Location identification entries:
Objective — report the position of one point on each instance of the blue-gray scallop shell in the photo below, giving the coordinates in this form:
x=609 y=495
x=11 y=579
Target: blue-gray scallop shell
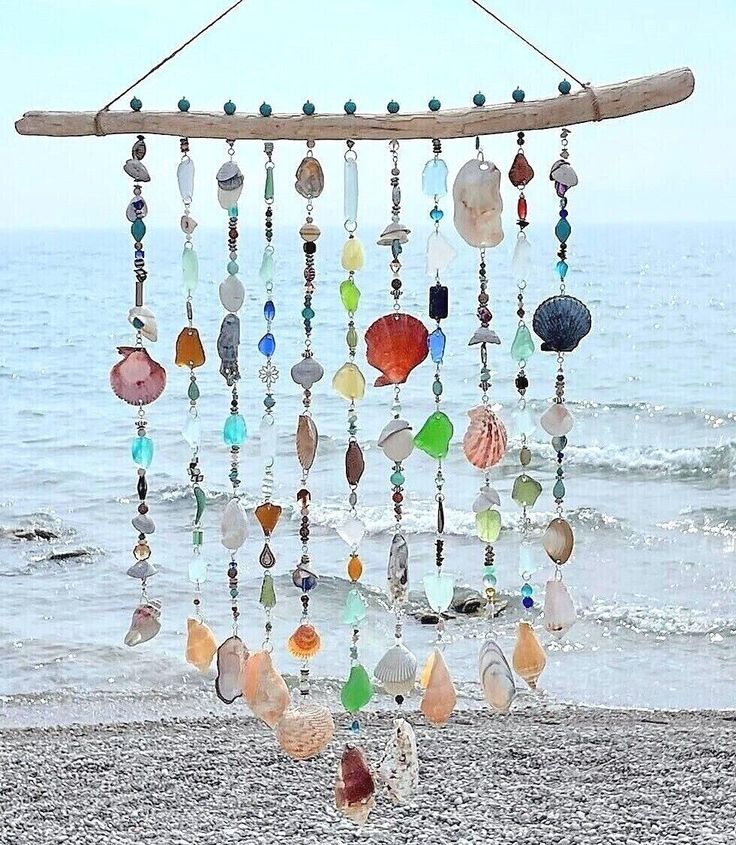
x=561 y=322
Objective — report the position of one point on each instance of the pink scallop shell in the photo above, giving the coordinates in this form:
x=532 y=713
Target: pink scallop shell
x=137 y=379
x=484 y=443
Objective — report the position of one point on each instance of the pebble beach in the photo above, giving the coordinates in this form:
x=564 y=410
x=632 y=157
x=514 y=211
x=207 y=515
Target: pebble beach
x=549 y=774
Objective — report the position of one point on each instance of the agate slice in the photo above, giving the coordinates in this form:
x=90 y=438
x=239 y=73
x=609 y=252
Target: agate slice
x=354 y=786
x=561 y=322
x=496 y=679
x=395 y=345
x=264 y=690
x=528 y=658
x=201 y=644
x=305 y=730
x=559 y=610
x=399 y=766
x=137 y=379
x=231 y=658
x=145 y=623
x=484 y=443
x=478 y=204
x=439 y=697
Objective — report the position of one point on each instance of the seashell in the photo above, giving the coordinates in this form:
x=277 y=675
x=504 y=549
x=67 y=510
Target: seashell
x=478 y=205
x=307 y=372
x=201 y=644
x=558 y=540
x=397 y=440
x=395 y=231
x=231 y=658
x=137 y=209
x=227 y=348
x=399 y=766
x=232 y=294
x=137 y=379
x=484 y=443
x=397 y=670
x=398 y=568
x=305 y=730
x=310 y=180
x=564 y=174
x=528 y=658
x=136 y=170
x=142 y=569
x=483 y=335
x=187 y=224
x=557 y=420
x=395 y=344
x=145 y=623
x=144 y=320
x=264 y=690
x=496 y=679
x=559 y=611
x=439 y=697
x=561 y=322
x=354 y=785
x=234 y=525
x=487 y=498
x=307 y=440
x=304 y=642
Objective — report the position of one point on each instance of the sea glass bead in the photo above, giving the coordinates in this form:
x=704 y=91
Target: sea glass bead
x=142 y=451
x=434 y=178
x=234 y=431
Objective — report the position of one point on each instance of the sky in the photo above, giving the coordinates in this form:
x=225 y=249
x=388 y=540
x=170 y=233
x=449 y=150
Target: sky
x=665 y=165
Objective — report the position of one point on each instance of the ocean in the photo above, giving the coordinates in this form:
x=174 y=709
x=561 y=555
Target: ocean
x=650 y=481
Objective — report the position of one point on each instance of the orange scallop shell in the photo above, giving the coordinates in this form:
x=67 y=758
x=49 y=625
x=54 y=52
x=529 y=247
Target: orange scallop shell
x=484 y=443
x=304 y=642
x=395 y=344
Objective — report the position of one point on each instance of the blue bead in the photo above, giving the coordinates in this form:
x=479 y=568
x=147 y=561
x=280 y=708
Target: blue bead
x=267 y=345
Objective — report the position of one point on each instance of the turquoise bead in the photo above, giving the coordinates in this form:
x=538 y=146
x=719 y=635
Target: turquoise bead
x=234 y=432
x=142 y=451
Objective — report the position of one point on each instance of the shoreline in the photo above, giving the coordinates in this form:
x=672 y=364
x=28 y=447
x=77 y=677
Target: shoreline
x=548 y=773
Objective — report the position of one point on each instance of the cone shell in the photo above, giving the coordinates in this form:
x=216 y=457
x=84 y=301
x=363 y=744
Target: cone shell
x=528 y=658
x=201 y=644
x=354 y=785
x=484 y=443
x=395 y=344
x=264 y=690
x=496 y=679
x=304 y=642
x=439 y=697
x=304 y=731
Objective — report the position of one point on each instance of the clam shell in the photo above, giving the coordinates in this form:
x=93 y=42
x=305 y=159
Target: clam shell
x=231 y=658
x=496 y=679
x=307 y=372
x=397 y=670
x=561 y=322
x=305 y=730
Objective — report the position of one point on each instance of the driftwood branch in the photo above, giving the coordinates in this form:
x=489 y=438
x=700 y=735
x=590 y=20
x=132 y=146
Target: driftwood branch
x=604 y=103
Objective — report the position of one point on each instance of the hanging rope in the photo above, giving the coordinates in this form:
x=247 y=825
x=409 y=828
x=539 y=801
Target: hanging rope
x=529 y=43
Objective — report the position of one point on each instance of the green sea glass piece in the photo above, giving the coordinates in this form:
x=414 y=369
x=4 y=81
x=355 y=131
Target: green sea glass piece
x=435 y=435
x=488 y=525
x=523 y=346
x=526 y=490
x=357 y=691
x=350 y=295
x=268 y=594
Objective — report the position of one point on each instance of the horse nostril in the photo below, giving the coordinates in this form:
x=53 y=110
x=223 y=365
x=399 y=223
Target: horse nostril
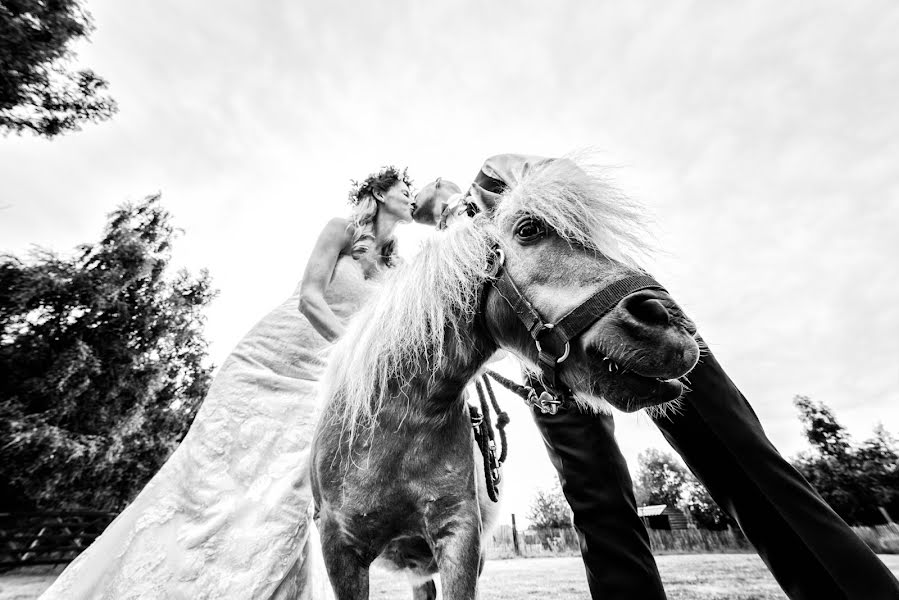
x=647 y=310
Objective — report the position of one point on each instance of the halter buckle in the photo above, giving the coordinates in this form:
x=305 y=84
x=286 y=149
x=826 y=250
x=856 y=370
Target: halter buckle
x=543 y=327
x=546 y=403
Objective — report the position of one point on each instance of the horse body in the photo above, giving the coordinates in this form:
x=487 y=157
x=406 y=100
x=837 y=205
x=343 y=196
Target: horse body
x=389 y=494
x=393 y=468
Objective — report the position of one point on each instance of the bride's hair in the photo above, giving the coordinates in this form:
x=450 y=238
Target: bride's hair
x=365 y=209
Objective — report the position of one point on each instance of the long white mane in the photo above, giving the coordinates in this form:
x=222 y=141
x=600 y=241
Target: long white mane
x=403 y=331
x=573 y=196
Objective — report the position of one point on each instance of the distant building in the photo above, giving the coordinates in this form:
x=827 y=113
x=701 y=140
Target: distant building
x=662 y=516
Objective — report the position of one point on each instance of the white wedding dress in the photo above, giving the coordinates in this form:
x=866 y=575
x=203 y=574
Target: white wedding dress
x=228 y=516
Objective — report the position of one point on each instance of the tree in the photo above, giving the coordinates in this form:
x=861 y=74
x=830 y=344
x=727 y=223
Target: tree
x=821 y=427
x=103 y=361
x=549 y=508
x=660 y=478
x=38 y=90
x=702 y=508
x=854 y=480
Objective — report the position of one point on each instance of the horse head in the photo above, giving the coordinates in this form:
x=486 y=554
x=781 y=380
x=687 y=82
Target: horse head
x=565 y=239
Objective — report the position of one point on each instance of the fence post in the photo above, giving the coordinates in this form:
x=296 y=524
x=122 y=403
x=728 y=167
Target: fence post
x=515 y=537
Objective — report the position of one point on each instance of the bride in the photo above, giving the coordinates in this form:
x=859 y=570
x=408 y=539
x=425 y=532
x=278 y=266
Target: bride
x=229 y=514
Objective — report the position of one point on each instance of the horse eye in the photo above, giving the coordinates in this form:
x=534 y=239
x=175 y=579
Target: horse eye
x=528 y=229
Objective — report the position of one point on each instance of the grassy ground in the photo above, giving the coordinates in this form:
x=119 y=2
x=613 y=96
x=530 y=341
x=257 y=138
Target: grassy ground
x=686 y=577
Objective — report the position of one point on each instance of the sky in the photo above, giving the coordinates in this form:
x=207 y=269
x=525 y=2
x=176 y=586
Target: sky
x=762 y=137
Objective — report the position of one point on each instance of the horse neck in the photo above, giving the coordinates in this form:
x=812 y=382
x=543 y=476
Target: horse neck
x=441 y=391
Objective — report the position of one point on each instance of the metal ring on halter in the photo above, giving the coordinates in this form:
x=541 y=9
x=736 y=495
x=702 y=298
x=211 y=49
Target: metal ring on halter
x=540 y=349
x=499 y=262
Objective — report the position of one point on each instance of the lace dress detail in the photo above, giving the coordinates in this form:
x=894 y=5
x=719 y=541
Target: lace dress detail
x=229 y=514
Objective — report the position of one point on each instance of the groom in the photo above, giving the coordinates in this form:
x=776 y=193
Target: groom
x=808 y=548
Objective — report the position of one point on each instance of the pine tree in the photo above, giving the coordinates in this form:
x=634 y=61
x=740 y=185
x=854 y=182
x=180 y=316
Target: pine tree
x=103 y=362
x=39 y=92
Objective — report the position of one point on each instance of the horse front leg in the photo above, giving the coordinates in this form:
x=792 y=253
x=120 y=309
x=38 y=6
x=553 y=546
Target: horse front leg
x=347 y=570
x=424 y=591
x=459 y=557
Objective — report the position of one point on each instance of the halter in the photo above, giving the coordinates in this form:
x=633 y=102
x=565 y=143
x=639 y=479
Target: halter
x=553 y=340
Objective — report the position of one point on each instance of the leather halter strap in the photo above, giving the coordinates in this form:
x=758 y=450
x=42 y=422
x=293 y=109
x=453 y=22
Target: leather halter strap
x=553 y=340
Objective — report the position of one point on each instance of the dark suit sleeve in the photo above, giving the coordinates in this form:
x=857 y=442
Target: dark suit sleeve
x=808 y=548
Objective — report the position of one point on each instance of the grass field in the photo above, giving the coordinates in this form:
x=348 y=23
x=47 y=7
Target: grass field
x=686 y=577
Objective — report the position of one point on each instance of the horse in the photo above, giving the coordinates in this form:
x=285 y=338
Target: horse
x=392 y=465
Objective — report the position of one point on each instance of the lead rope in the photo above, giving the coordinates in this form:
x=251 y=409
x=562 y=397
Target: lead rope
x=485 y=436
x=484 y=433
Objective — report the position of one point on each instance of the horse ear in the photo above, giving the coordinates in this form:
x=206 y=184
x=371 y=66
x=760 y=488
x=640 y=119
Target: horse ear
x=486 y=200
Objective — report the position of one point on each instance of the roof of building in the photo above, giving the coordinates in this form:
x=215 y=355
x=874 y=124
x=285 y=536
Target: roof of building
x=651 y=511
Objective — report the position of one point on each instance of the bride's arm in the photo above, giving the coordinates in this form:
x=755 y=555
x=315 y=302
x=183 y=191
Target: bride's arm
x=333 y=239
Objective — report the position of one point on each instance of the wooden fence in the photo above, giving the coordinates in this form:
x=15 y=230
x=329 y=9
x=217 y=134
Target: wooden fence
x=48 y=538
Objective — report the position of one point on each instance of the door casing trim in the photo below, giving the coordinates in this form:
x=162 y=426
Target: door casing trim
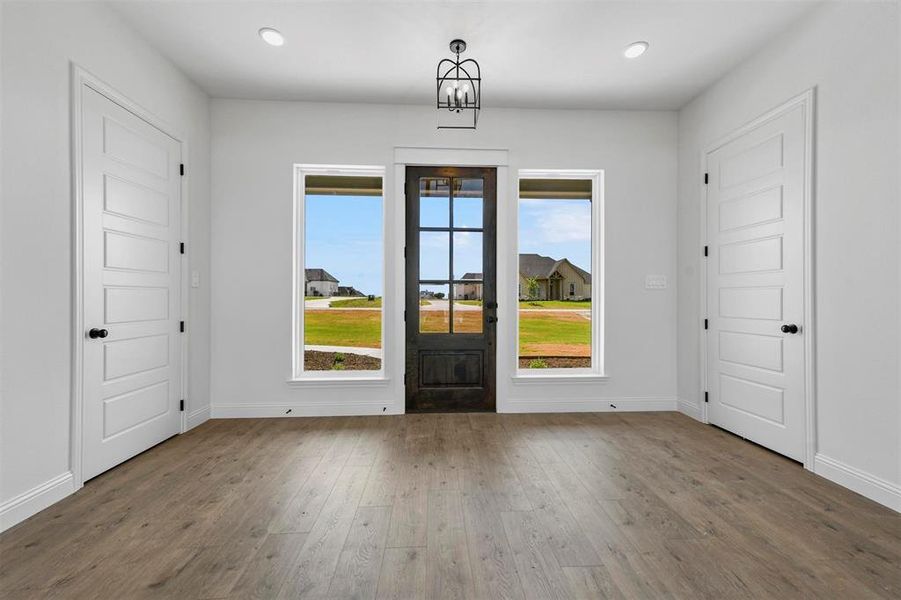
x=81 y=78
x=807 y=100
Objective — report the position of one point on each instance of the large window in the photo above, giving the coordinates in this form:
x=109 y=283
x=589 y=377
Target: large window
x=559 y=279
x=339 y=281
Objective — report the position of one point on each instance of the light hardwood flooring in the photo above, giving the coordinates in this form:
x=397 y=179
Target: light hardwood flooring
x=640 y=505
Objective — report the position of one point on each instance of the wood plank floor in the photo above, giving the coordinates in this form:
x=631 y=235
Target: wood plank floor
x=640 y=505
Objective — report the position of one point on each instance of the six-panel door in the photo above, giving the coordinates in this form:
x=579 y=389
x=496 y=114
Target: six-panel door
x=131 y=220
x=755 y=222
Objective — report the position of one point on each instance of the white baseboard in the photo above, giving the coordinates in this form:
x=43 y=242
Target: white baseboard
x=544 y=405
x=875 y=488
x=691 y=409
x=197 y=417
x=33 y=501
x=323 y=409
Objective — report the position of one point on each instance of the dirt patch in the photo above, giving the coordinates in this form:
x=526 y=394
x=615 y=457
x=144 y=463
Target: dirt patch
x=554 y=362
x=556 y=350
x=313 y=360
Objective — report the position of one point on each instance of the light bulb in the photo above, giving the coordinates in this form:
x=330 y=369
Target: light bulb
x=635 y=49
x=272 y=36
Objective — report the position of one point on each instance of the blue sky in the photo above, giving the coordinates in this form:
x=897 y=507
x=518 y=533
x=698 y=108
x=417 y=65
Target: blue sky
x=556 y=228
x=344 y=236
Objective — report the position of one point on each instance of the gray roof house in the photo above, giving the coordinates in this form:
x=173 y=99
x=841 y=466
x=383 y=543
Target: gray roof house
x=320 y=282
x=557 y=278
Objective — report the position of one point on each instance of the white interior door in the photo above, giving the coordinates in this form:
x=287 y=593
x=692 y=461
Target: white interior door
x=131 y=220
x=755 y=279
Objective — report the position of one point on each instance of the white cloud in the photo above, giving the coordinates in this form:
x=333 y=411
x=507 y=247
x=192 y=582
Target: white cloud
x=555 y=221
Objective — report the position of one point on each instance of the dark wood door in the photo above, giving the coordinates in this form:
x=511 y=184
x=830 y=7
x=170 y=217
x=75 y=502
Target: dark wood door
x=451 y=294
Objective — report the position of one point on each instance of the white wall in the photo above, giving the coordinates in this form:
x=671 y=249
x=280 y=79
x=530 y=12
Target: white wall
x=38 y=42
x=850 y=52
x=254 y=146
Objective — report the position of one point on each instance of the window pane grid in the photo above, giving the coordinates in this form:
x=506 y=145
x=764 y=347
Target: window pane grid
x=452 y=189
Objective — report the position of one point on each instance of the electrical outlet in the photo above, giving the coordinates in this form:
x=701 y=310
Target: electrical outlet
x=655 y=282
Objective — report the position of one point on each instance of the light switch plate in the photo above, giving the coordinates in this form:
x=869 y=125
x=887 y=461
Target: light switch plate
x=655 y=282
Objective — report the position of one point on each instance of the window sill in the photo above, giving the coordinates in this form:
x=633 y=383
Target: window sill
x=339 y=381
x=547 y=378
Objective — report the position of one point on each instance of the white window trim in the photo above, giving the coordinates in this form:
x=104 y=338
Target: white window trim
x=596 y=371
x=298 y=375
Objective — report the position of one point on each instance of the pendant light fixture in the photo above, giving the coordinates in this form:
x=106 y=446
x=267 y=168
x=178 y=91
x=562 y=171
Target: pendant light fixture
x=459 y=89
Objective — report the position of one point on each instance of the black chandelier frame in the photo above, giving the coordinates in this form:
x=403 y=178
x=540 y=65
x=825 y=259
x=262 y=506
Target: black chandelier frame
x=452 y=71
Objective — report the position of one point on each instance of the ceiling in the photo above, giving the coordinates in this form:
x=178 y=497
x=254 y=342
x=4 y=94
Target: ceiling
x=561 y=54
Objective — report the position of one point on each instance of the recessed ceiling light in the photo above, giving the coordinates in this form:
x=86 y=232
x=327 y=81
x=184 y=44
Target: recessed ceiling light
x=271 y=36
x=635 y=49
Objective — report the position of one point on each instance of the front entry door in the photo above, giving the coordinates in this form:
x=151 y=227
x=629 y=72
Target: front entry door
x=755 y=270
x=451 y=293
x=131 y=219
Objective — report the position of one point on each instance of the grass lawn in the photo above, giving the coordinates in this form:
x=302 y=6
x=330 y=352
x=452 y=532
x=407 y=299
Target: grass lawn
x=330 y=327
x=362 y=303
x=555 y=304
x=554 y=334
x=356 y=303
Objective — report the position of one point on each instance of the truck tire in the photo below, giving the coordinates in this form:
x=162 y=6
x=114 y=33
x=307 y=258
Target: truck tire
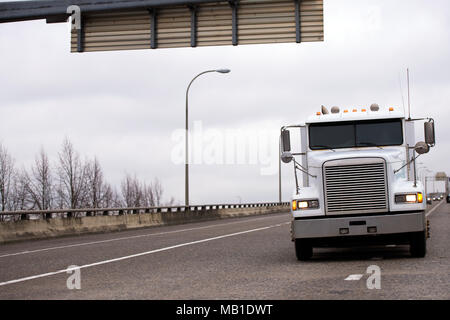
x=418 y=244
x=303 y=250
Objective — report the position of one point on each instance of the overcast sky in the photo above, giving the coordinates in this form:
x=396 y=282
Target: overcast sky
x=126 y=107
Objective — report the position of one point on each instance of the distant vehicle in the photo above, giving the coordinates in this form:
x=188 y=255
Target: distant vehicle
x=359 y=182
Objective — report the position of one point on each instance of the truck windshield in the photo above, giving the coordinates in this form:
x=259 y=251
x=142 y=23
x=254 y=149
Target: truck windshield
x=350 y=134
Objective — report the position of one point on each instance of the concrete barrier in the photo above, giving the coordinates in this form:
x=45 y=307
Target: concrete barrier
x=57 y=227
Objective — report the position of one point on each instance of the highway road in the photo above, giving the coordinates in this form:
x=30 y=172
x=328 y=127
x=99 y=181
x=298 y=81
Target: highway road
x=244 y=258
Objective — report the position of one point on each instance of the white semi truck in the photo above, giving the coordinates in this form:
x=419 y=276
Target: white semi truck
x=359 y=182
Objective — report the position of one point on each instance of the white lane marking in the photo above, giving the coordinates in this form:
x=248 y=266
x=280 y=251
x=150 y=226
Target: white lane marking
x=140 y=254
x=127 y=238
x=354 y=277
x=431 y=211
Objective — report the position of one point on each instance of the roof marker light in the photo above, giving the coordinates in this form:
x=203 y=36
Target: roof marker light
x=335 y=110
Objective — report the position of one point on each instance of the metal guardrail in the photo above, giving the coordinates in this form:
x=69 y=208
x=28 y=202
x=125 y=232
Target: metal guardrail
x=48 y=214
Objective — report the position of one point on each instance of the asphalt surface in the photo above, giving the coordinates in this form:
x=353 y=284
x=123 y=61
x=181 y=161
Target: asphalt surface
x=245 y=258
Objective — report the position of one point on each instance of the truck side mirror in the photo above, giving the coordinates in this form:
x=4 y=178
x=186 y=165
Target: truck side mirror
x=422 y=147
x=286 y=157
x=285 y=141
x=429 y=133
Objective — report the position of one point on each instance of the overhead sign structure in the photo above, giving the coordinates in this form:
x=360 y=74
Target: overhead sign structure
x=150 y=24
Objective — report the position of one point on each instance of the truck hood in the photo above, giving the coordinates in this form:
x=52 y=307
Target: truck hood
x=395 y=156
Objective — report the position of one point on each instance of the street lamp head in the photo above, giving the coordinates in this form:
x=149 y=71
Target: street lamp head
x=223 y=70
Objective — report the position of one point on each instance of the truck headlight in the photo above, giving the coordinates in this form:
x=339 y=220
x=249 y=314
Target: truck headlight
x=409 y=198
x=305 y=204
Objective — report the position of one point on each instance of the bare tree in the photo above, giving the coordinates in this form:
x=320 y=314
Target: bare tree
x=157 y=191
x=72 y=177
x=39 y=183
x=95 y=184
x=20 y=197
x=6 y=178
x=132 y=192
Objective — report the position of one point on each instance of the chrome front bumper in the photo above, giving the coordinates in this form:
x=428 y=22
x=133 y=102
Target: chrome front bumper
x=326 y=226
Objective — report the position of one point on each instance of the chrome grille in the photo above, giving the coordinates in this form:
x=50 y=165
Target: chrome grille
x=355 y=186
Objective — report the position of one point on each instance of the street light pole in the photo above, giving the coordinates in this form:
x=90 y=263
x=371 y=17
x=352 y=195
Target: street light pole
x=186 y=186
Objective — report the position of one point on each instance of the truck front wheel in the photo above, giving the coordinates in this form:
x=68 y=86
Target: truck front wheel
x=418 y=244
x=303 y=249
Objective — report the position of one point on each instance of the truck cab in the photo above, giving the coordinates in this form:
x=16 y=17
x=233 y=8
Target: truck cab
x=359 y=184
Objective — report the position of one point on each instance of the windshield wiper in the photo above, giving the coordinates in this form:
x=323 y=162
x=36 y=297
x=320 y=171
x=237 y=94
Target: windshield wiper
x=326 y=147
x=370 y=144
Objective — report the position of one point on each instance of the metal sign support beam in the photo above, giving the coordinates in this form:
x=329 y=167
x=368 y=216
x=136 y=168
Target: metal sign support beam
x=298 y=34
x=193 y=25
x=234 y=23
x=153 y=31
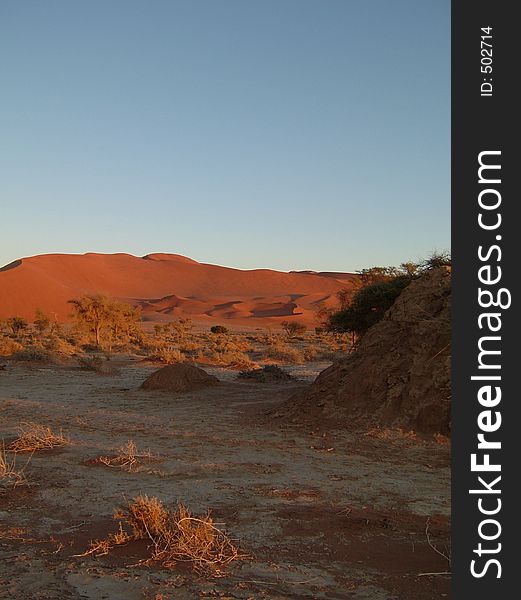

> _WORK TO DO_: Take everything from the line containing "of the lead" down to the line containing "x=486 y=200" and substitute "halter rope" for each "lead rope", leaving all else unchanged. Output only those lines.

> _PROBLEM SOLUTION_:
Objective — report the position of one point on each instance of the halter rope in the photo above, giving the coordinates in this form:
x=251 y=409
x=562 y=397
Target: halter rope
x=485 y=436
x=484 y=433
Objective — report the position of one point on each instance of the horse ear in the photo above, giving the coordinates in this form:
x=206 y=184
x=371 y=66
x=760 y=488
x=640 y=119
Target: horse ear
x=486 y=200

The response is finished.